[RECORD EXCERPTS Boundary: Start]

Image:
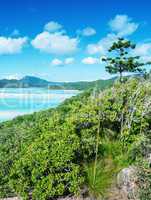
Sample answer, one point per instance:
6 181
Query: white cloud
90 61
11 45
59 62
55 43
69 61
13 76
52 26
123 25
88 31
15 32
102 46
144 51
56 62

[RECORD EXCERPTS Boundary: End]

§ **INSTRUCTIONS FOR THE TASK**:
A faithful copy of all the records is required, with the pictures left out.

§ **EXERCISE RESPONSE**:
Image:
Sample answer, one point per instance:
6 181
Query: white cloud
90 61
11 45
59 62
55 43
69 61
13 76
52 26
123 25
88 31
15 32
102 46
144 51
56 62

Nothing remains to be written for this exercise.